» **SHORT EXERCISE**: Copy the lines of the data below word for word, starting with the line that contains "Can you find the ceiling fan?" and going through the end of the data, with that first line included.

+++ STORED DATA

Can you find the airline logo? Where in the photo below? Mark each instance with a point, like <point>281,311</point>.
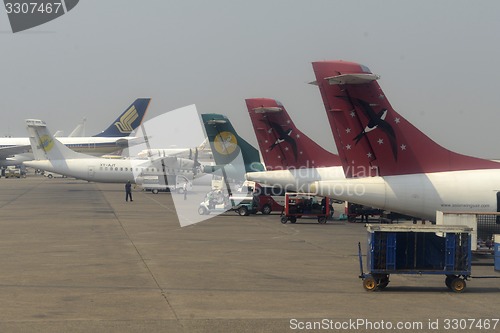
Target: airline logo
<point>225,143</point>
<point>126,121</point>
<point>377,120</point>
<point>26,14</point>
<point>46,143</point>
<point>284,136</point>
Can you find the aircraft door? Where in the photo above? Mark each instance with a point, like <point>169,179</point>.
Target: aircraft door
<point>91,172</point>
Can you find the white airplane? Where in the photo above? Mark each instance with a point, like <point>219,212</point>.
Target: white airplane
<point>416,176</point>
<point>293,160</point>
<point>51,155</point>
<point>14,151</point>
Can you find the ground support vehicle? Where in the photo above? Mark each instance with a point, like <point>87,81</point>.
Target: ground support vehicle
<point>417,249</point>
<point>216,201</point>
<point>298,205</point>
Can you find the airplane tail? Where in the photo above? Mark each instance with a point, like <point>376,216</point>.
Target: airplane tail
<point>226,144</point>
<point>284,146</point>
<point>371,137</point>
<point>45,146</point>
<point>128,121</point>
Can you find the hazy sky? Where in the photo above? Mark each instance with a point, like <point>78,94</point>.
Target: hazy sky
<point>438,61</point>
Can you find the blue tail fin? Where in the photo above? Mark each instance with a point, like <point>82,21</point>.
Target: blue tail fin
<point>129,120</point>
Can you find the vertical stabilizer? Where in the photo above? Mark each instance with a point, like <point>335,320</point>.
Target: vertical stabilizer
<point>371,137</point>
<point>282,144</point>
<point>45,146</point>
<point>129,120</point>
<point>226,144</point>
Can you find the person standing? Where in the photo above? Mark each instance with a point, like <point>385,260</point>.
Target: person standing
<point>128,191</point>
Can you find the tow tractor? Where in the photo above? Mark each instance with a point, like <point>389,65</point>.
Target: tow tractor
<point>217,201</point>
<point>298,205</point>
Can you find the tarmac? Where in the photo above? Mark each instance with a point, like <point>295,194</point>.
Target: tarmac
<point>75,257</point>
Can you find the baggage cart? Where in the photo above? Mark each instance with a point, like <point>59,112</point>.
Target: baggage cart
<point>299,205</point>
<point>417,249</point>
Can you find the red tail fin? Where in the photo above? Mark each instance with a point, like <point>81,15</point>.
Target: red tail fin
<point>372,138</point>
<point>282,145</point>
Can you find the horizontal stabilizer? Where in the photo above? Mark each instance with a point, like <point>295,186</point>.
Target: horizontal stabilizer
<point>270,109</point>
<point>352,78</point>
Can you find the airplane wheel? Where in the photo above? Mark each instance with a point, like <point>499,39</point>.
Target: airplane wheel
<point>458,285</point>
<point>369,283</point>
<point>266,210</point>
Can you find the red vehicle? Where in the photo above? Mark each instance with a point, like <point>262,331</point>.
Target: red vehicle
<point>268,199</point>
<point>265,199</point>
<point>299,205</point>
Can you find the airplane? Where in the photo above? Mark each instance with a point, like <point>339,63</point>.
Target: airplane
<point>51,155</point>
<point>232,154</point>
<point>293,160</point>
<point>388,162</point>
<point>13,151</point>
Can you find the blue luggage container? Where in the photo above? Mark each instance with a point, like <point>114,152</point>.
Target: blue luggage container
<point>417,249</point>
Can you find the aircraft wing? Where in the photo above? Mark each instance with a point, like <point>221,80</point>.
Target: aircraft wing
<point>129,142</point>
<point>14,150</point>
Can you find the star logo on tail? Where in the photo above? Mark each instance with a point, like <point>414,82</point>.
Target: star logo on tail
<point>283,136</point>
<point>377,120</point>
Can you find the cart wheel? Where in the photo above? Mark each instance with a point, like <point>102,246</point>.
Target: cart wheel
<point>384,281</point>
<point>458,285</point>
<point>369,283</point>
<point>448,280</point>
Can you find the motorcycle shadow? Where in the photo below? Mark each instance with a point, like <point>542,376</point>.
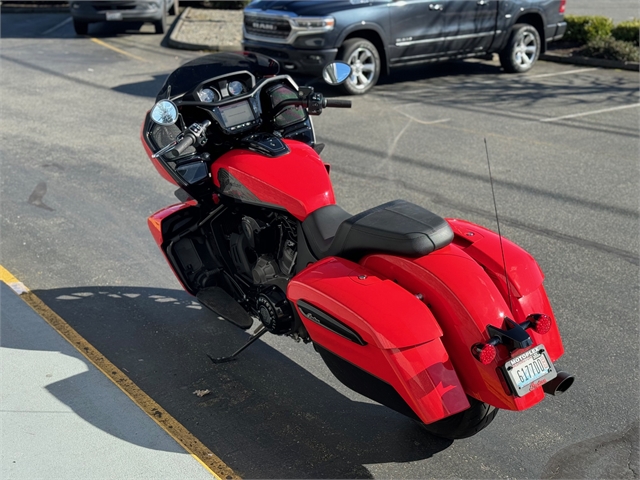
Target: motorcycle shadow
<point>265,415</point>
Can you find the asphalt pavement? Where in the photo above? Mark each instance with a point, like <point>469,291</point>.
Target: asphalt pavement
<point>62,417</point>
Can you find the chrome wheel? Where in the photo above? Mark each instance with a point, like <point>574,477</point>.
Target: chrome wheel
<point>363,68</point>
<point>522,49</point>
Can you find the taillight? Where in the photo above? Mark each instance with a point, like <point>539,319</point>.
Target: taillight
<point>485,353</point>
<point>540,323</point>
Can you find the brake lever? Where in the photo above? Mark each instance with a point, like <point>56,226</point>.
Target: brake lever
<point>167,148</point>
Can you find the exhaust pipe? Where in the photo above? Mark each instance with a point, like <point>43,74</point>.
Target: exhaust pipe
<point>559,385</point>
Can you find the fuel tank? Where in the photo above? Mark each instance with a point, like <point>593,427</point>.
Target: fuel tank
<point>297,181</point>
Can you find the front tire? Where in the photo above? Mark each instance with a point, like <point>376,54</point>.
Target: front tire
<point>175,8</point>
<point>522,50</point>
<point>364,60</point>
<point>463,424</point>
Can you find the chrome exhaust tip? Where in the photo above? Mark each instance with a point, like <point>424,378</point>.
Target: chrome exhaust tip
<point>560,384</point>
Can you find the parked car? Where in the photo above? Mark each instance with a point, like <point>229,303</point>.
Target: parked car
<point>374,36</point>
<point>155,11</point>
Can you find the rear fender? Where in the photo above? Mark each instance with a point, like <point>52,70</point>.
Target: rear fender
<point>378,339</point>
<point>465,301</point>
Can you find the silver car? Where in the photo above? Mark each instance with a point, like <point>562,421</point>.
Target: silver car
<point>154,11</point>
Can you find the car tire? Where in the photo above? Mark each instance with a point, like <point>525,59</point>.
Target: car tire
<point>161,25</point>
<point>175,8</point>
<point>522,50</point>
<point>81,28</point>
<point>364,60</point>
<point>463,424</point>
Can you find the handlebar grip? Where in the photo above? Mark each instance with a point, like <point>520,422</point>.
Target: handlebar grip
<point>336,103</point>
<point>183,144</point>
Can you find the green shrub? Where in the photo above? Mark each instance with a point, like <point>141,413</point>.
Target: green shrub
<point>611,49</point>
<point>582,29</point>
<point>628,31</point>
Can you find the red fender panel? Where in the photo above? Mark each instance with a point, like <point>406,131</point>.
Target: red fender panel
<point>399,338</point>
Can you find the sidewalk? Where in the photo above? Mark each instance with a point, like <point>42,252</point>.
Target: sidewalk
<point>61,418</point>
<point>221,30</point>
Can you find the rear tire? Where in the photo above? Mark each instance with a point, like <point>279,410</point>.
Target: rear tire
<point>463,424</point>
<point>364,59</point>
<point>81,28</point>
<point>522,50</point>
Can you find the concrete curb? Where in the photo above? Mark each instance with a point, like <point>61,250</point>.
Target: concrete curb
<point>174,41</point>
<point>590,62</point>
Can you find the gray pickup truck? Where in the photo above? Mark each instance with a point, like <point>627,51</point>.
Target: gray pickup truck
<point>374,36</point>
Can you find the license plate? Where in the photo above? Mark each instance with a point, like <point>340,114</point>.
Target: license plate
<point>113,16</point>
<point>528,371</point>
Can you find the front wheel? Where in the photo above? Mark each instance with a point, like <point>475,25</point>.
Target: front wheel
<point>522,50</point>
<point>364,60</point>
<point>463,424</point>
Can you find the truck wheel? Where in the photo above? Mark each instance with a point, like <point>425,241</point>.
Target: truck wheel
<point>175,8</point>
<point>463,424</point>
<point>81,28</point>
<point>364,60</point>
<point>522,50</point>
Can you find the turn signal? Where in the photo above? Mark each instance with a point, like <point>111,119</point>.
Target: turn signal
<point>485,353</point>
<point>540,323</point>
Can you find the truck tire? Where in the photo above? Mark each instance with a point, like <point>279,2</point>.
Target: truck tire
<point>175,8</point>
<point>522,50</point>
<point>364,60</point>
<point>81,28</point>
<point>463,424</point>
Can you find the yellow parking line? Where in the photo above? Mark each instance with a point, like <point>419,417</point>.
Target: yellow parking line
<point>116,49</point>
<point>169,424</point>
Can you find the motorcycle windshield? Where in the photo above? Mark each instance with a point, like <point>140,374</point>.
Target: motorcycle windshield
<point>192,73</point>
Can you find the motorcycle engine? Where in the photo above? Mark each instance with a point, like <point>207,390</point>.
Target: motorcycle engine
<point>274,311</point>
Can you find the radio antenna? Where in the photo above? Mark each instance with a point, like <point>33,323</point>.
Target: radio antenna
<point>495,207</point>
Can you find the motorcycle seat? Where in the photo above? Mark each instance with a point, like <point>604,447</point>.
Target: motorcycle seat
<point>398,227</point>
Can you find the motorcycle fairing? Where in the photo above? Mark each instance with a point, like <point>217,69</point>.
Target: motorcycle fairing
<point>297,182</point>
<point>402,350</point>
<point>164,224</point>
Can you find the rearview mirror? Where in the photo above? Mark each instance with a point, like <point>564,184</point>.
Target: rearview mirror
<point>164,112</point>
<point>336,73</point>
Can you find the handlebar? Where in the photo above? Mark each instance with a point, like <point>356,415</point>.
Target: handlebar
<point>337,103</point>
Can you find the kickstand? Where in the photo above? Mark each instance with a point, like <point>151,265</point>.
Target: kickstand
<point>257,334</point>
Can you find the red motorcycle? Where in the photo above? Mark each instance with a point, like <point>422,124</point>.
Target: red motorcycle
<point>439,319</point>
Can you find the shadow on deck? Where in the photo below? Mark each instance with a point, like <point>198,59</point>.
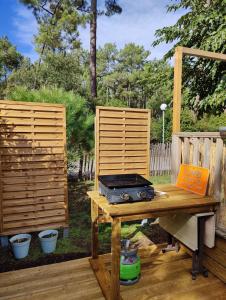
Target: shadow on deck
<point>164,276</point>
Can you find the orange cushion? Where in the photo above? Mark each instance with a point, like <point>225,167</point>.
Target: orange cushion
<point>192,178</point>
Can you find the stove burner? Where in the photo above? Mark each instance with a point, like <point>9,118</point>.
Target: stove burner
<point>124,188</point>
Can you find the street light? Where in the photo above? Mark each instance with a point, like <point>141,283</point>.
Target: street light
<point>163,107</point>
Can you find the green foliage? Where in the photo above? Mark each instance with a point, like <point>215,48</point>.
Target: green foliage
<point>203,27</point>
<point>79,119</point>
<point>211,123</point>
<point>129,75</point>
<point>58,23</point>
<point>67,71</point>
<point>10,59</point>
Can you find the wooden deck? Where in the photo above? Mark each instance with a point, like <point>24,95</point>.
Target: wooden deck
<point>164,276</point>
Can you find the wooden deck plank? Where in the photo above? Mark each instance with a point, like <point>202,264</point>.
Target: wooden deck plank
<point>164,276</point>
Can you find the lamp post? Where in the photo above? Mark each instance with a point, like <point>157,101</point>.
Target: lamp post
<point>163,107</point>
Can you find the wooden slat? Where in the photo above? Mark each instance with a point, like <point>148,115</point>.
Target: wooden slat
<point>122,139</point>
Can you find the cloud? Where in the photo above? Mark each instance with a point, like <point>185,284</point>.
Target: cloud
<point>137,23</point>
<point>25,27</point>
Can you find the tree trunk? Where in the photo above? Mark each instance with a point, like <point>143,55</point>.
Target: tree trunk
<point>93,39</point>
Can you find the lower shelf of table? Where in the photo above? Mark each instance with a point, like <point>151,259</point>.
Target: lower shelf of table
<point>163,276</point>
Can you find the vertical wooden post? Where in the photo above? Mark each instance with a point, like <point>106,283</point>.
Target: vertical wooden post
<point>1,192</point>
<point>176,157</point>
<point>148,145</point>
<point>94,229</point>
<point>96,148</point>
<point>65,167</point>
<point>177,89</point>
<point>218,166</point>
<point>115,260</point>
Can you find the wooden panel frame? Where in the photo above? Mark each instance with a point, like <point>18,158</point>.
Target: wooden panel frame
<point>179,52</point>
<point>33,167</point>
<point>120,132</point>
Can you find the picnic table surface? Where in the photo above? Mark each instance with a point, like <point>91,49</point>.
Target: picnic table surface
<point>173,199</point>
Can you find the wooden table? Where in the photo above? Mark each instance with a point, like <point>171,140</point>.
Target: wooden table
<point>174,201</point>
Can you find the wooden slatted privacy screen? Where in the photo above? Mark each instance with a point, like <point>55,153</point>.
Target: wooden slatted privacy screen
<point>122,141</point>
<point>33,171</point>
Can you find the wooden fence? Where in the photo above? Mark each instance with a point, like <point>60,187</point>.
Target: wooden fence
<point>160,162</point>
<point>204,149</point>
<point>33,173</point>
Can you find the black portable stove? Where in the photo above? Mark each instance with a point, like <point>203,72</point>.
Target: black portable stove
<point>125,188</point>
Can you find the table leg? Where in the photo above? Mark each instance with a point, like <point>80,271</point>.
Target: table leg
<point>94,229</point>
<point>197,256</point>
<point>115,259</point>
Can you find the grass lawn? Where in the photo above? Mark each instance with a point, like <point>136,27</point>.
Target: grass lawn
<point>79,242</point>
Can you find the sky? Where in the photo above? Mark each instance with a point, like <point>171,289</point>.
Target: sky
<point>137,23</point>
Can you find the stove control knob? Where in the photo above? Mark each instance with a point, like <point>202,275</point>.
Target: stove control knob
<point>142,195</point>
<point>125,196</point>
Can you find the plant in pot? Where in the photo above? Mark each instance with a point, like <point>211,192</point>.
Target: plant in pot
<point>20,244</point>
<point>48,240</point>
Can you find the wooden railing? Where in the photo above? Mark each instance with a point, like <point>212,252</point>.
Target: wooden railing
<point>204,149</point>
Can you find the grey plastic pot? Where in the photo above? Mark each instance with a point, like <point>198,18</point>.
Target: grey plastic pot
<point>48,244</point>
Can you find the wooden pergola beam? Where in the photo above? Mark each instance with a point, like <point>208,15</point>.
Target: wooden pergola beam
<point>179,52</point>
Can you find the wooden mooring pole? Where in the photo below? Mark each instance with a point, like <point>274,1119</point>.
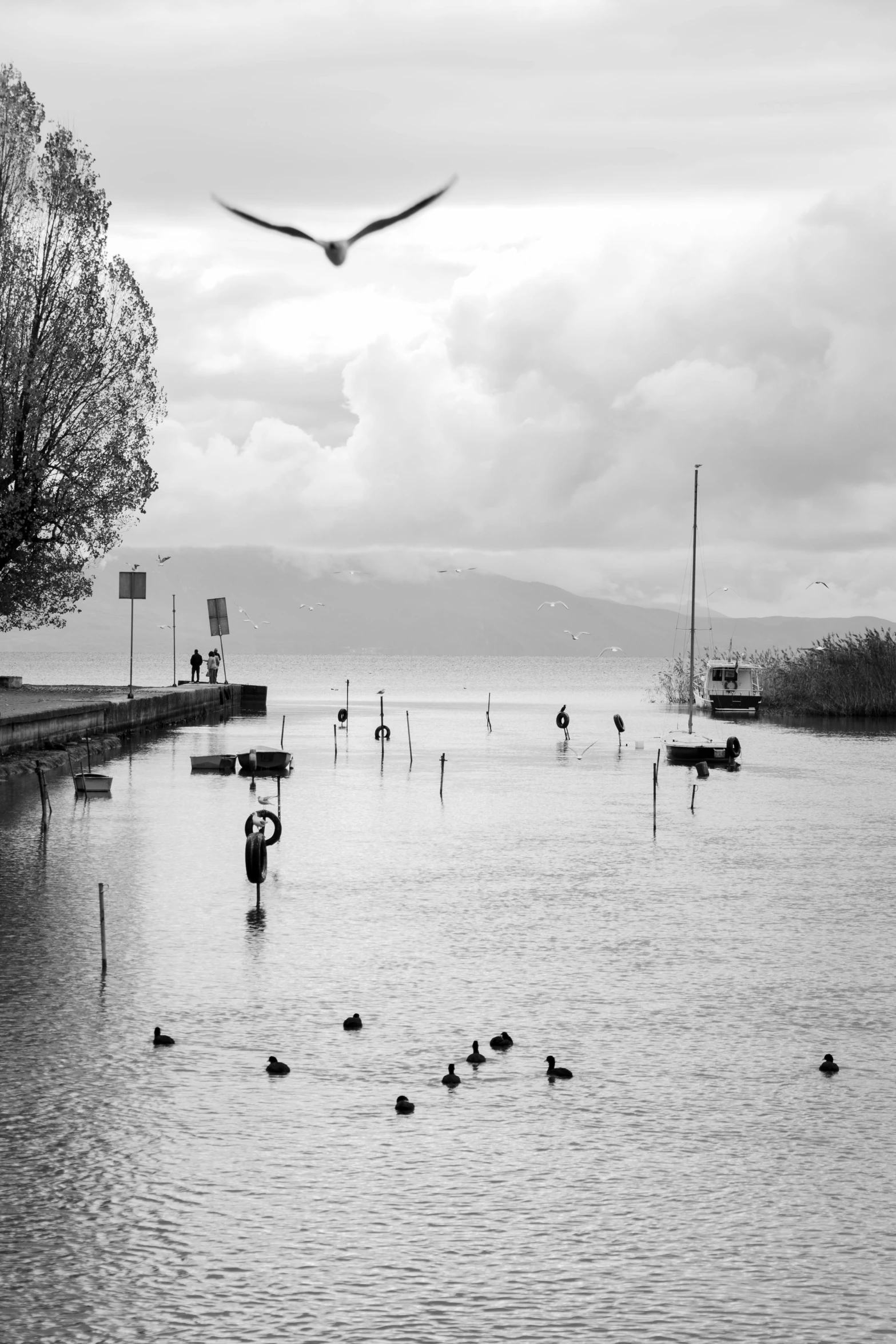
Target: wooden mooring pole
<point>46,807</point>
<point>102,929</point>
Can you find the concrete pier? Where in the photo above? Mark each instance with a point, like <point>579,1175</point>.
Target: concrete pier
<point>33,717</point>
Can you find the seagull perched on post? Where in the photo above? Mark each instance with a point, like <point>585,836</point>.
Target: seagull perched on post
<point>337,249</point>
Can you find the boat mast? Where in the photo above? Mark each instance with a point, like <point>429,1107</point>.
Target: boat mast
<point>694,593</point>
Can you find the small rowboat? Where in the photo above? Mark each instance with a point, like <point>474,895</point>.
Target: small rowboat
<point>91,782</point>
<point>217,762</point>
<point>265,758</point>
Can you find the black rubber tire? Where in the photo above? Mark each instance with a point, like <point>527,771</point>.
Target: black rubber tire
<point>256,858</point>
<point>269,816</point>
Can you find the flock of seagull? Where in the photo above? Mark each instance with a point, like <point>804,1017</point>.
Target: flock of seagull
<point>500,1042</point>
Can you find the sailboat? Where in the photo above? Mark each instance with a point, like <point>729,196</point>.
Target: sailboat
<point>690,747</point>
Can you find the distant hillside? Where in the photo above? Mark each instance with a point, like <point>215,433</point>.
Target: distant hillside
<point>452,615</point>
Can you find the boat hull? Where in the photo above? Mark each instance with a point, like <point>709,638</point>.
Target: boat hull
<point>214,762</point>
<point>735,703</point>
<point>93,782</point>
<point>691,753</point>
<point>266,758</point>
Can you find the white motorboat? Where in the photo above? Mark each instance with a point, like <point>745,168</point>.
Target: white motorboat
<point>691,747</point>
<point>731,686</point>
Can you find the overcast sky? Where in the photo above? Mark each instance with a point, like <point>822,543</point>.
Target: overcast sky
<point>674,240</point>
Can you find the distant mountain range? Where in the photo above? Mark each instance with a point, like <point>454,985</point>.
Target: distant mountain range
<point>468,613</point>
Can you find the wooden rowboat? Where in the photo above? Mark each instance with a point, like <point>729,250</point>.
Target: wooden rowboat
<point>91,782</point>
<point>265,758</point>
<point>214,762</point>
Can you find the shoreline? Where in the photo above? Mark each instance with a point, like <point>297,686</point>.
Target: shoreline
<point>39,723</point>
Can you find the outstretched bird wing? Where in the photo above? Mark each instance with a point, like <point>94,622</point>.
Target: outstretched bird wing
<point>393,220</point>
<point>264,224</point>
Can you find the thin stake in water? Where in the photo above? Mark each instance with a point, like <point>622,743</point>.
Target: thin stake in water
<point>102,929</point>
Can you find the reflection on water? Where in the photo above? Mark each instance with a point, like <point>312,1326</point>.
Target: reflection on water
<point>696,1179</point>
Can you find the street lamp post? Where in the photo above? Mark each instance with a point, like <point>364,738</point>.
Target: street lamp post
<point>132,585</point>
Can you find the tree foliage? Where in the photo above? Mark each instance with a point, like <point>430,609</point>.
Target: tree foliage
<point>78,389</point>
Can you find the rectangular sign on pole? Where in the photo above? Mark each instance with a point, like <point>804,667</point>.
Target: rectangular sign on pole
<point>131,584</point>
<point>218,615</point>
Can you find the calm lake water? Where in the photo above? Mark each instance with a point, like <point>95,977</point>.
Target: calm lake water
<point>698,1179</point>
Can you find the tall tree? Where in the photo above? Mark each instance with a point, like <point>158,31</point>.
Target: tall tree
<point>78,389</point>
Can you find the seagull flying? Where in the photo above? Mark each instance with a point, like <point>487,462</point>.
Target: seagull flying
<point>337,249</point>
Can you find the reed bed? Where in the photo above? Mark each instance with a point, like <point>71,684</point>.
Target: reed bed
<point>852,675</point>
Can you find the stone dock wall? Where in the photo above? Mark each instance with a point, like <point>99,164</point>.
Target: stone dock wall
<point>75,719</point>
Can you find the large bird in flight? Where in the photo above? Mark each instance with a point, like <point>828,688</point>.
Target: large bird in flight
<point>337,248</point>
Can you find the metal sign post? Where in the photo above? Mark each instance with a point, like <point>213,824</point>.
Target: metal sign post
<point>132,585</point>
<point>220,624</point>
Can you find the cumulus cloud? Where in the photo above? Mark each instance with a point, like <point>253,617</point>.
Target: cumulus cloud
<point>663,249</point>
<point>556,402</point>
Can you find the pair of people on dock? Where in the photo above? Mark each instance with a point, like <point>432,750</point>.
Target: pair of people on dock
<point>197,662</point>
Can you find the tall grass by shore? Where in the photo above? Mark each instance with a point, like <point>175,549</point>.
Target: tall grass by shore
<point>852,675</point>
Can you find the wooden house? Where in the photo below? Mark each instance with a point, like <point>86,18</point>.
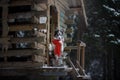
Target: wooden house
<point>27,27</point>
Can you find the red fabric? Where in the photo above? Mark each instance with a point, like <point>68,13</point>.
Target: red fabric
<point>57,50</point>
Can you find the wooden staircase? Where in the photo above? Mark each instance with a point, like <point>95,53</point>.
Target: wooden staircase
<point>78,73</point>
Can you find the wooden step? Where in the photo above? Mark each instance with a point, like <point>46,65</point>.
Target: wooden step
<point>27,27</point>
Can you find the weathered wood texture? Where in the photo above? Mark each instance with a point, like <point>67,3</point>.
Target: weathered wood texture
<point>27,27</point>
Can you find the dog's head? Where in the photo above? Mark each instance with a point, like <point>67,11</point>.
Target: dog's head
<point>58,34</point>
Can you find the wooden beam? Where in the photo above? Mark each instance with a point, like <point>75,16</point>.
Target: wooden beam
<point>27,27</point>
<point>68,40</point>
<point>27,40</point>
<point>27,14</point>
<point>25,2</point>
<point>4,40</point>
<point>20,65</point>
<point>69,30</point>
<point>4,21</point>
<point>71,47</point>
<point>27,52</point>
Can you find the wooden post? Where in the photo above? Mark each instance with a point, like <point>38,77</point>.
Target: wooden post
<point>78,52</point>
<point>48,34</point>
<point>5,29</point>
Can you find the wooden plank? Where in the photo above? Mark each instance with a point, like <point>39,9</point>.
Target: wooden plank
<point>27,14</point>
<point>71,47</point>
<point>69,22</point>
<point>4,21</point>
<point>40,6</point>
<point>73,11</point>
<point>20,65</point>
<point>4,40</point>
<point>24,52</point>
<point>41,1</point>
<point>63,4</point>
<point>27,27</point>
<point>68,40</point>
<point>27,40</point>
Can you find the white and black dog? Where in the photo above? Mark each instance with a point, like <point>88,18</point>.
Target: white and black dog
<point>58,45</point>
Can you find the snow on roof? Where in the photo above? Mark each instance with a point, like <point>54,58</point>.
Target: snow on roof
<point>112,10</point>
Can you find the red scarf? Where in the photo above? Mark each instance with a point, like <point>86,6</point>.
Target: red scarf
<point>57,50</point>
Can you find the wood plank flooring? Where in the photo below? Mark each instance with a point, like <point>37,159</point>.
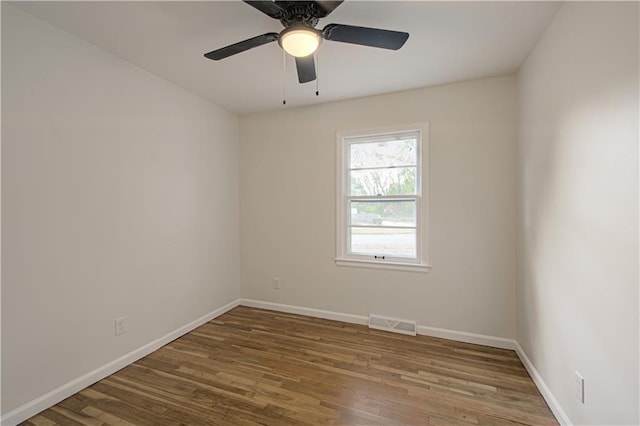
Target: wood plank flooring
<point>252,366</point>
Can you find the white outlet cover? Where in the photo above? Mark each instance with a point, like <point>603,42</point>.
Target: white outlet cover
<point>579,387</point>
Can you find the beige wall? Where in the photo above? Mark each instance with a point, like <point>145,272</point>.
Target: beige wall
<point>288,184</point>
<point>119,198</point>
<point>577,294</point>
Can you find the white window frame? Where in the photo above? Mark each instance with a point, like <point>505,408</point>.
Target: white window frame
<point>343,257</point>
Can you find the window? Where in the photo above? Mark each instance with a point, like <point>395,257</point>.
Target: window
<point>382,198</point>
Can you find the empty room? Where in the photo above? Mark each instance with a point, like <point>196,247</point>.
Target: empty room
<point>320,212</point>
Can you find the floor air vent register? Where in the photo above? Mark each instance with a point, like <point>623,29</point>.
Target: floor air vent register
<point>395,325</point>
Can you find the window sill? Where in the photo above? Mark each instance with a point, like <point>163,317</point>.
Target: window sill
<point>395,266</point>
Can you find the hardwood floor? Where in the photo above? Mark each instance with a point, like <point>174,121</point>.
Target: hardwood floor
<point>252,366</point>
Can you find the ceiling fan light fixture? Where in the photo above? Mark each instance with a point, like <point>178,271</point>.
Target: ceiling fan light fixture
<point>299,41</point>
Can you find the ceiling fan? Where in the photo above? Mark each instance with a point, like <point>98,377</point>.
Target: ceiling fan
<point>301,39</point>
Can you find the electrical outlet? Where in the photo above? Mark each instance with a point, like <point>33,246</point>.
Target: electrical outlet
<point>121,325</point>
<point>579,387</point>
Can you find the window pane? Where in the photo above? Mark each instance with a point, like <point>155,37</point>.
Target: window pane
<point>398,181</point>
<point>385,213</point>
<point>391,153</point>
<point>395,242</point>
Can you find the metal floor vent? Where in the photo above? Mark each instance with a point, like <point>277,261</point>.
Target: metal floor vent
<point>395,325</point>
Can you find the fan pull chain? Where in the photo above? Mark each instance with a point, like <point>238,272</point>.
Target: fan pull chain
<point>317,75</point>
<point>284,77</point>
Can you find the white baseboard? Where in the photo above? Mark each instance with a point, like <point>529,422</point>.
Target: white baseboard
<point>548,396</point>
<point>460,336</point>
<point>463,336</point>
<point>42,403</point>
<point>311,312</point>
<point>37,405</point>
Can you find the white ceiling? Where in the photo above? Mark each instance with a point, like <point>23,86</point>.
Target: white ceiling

++++++

» **RESULT FOR THIS TASK**:
Can you find the ceiling fan? Where in the photo above? Mark each instance with a point, like <point>98,377</point>.
Target: ceiling fan
<point>301,39</point>
Can you find the electrical outlet? Where in the photo above? Mark each instance with a point, like <point>33,246</point>.
Target: electrical outlet
<point>121,325</point>
<point>579,387</point>
Can you find the window pane? Where in the photo above? Mark each instance with a point, like <point>155,37</point>.
Target: window pane
<point>398,181</point>
<point>385,213</point>
<point>391,153</point>
<point>395,242</point>
Can you find the metal floor vent? Where in the photo above? Mark each instance with a point, like <point>277,261</point>.
Target: metal floor vent
<point>395,325</point>
Can you find the fan pull chain? Where in the photo above? Mark each instance with a point, like <point>238,272</point>.
Target: fan pull chain
<point>317,75</point>
<point>284,77</point>
Can you find the white baseboard? Where in the photo above? Mark each instance with a point, like <point>529,422</point>.
Target: white baseboard
<point>548,396</point>
<point>460,336</point>
<point>463,336</point>
<point>42,403</point>
<point>311,312</point>
<point>37,405</point>
Can you find the white ceiling? Where in the photo above? Mark each instance with a point, like <point>23,86</point>.
Target: white ceiling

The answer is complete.